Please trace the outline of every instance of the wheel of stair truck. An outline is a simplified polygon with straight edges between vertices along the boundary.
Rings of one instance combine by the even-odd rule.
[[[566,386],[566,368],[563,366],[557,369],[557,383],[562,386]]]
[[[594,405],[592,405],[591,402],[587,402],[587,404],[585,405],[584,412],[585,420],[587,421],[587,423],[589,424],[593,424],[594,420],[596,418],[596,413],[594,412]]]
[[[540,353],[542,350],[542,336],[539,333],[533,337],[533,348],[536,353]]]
◇ ◇ ◇
> **Set task**
Return every line of the items above, reproducing each one verbatim and without alteration.

> **Expected output**
Please trace the outline of every instance of the wheel of stair truck. An outline is a simplified polygon with straight edges between vertices along the boundary.
Rings of one instance combine by the even-odd rule.
[[[566,386],[566,368],[563,366],[557,369],[557,383],[562,386]]]
[[[594,405],[592,405],[591,402],[587,402],[587,404],[585,405],[584,412],[585,420],[587,421],[587,423],[589,424],[593,424],[594,420],[596,418],[596,413],[594,412]]]
[[[540,353],[542,350],[542,336],[539,333],[533,337],[533,348],[536,353]]]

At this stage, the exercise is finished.